--- AVAILABLE DATA Enclosed Below ---

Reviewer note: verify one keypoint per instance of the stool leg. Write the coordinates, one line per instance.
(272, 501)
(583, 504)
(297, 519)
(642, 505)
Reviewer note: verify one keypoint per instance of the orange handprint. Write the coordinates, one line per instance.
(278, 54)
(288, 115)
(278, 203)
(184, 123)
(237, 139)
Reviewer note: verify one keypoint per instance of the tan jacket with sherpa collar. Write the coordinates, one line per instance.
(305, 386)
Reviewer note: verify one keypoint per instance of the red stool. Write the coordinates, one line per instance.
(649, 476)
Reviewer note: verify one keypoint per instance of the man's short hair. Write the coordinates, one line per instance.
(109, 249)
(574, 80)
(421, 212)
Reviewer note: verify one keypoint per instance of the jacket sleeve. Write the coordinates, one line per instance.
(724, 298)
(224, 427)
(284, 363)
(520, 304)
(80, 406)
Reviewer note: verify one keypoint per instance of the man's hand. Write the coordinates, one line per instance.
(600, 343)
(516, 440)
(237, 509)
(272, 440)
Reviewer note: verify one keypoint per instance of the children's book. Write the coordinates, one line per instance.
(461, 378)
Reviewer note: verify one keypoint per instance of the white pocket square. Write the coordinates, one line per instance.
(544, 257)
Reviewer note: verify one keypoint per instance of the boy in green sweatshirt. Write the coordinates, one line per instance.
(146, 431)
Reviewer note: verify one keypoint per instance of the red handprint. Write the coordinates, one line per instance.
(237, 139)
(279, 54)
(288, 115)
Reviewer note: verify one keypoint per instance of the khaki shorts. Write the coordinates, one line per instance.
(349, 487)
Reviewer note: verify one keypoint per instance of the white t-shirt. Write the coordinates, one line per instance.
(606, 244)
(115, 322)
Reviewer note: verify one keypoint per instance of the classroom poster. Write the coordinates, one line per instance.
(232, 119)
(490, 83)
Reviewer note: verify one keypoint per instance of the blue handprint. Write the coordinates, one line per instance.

--- End of Enclosed AVAILABLE DATA ---

Every line of the listing above is to be set down again without any change.

Reviewer note: verify one keypoint per instance of the stool leg. Write the coordinates, one line per instance.
(272, 501)
(583, 504)
(297, 519)
(642, 505)
Reviewer note: verify one keypoint per instance of the orange handprint. Write the coordinates, one line per instance.
(278, 54)
(288, 115)
(278, 203)
(184, 123)
(237, 139)
Reviewer note: verify one keypoint per instance of the tan jacket with sherpa collar. Write the coordinates, one line per instance.
(305, 386)
Reviewer note: verify one keypoint per instance of the red stool. Write the coordinates, one line per instance.
(649, 476)
Reviewer note: verify one keypoint per instance of the man's short hair. Write the coordinates, one line per instance.
(109, 249)
(574, 80)
(421, 212)
Reviewer note: verify one keypoint per instance of the jacket sleeve. Write the coordinates, one line per instance.
(724, 298)
(224, 427)
(284, 363)
(520, 304)
(80, 406)
Reviewer note: verify one keypoint per instance of the man's hand. Write the coordinates, one line per instance.
(600, 343)
(516, 440)
(237, 509)
(272, 440)
Reviewer note: verify one keypoint per instance of the children's book. Write the coordinates, one line per instance.
(461, 378)
Reviewer note: verify one keypoint per instance of the white pocket square. Write the coordinates, one line per instance.
(544, 257)
Reviewer note: verify one keypoint per instance of the boy in green sweatshirt. Write the coordinates, one line per instance.
(146, 431)
Reviewer note: verify one keypoint per instance of the red handprint. Write the coordinates, one line per instance.
(237, 139)
(279, 54)
(288, 115)
Reviewer note: verify one keypoint per instance of the khaki shorts. Write the coordinates, one line per instance.
(349, 487)
Reviewer note: verify one keypoint per instance of the white t-shirt. Write the coordinates, one line per instance.
(606, 244)
(115, 322)
Reviewer note: verify one keypoint per instance of the classroom poster. Write the coordinates, one line per instance.
(232, 119)
(490, 83)
Reviewer note: verify one keypoint per instance of the blue handprint. Write the coordinates, one line per instance.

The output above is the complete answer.